Wallythewalrus 6 months, 2 weeks ago
obviously Brownie thought Romney would win the election and Obama care would be dead. Thank goodness our level headed insurance person for the state is on the job.
MacHeath 6 months, 2 weeks ago
Damned if he does, damned if he doesn't. Just exactly where I thought he would be. He probably has through his thick head that he will never be president now. He and his ilk will be marginalized in the GOP. He won't be the governor in two years. He won't get back into congress. His political career is finished. Kolbach will just look like a bigger freak, after all his tampering with the electorate.
Freaking hilarious!
scarlett 6 months, 2 weeks ago
Brownie never thought he'd have to do any of it. What it shows is how little regard he has for people and how much kansas needs to get rid of him. The man is willing to let his millionaire friends get tax breaks while the weakest who really need some help are thrown to the wolves.
merrill 6 months, 2 weeks ago
Privatizing the Medicaid program is a money laundering system to funnel more tax dollars into the medical insurance industry, For all we know Kochs and Brownback are shareholders.
--- Koch Insurance Brokers --- http://kochinsbrokers.com/
---- By Igor Volsky on Aug 31, 2010 at 11:44 am
--- Today, the Department of Health and Human Services announced the “first round of applicants accepted into the Early Retiree Reinsurance Program,” a $5 billion program established by the new health care law to help employers and states “maintain coverage for early retirees age 55 and older who are not yet eligible for Medicare.”
--- According to the agency, “nearly 2,000 employers, representing large and small businesses, State and local governments, educational institutions, non-profits, and unions” applied and have been accepted into the program and “will begin to receive reimbursements for employee claims this fall.”
--- Ironically, one of those employers is the oil, chemicals, and manufacturing conglomerate Koch Industries, which as Lee Fang has reported, has also spent millions of dollars opposing reform.
tanzer 6 months, 1 week ago
some of the states administration have moved to the three insurance companies slated to manage medicare for work in recent months.
merrill 6 months, 2 weeks ago
--- What is the most reliable source of fraud? Private industry.

::::::::::

— TASKS —
#1 According to the comment thread, what ages does the Early Retiree Reinsurance Program cover?
#2 Extend the comment thread on Kansas Medicaid and health care with one or more further comments, starting after its last line.

::::::::::

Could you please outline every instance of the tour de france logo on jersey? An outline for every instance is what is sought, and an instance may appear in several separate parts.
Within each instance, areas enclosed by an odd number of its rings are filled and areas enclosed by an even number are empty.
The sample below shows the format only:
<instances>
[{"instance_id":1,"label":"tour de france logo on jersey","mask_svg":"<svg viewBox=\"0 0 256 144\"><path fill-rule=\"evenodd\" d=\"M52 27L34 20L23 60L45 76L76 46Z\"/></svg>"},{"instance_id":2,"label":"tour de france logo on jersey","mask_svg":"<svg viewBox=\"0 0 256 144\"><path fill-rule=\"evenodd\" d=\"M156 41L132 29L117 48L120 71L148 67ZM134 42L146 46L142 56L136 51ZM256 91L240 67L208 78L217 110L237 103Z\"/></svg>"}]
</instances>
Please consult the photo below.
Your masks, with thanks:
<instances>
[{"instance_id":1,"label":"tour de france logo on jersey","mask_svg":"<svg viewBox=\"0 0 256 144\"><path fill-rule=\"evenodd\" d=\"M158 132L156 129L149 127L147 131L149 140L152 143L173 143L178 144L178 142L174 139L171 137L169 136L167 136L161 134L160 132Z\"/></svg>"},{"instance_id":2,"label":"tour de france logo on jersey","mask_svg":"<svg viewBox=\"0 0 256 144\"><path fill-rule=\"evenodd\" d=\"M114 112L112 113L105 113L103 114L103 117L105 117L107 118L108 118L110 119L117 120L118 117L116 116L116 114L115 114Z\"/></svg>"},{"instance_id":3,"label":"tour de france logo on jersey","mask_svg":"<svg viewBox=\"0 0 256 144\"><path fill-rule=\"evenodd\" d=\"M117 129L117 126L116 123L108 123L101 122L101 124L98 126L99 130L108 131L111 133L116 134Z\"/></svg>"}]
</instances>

::::::::::

— ANSWERS FOR THE EXERCISE —
#1 Early retirees age 55 and older who are not yet eligible for Medicare.

#2
--- Thursday, June 25, 2009
--- Health insurers have forced consumers to pay billions of dollars in medical bills that the insurers themselves should have paid, according to a report released yesterday by the staff of the Senate Commerce Committee. --- Insurers make paperwork confusing because “they realize that people will just simply give up and not pursue it” if they think they have been shortchanged, Potter said.
--- More on this story. http://www.washingtonpost.com/wp-dyn/content/article/2009/06/24/AR2009062401636.html
===============================================
--- Moreover, tax dollars also pay for critical elements of the health care system apart from direct care—Medicare funds much of the expensive equipment hospitals use, for instance, along with all medical residencies.
--- All told, then, tax dollars already pay for at least $1.2 trillion in annual U.S. health care expenses. Since federal, state, and local governments collected approximately $3.5 trillion in taxes of all kinds—income, sales, property, corporate—in 2006, that means that more than one third of the aggregate tax revenues collected in the United States that year went to pay for health care.
Recognizing these hidden costs that U.S. households pay for health care today makes it far easier to see how a universal single-payer system—with all of its obvious advantages—can cost most Americans less than the one we have today.
--- Medicare must exist in the fragmented world that is American health care—but no matter how creative the opponents of single-payer get, there is no way they can show convincingly how the administrative costs of a single-payer system could come close to the current level.
--- More on this matter. http://www.dollarsandsense.org/archives/2008/0508harrison.html
bearded_gnome 6 months, 1 week ago
because AARP is so bypartisan! lol! we can really trust them!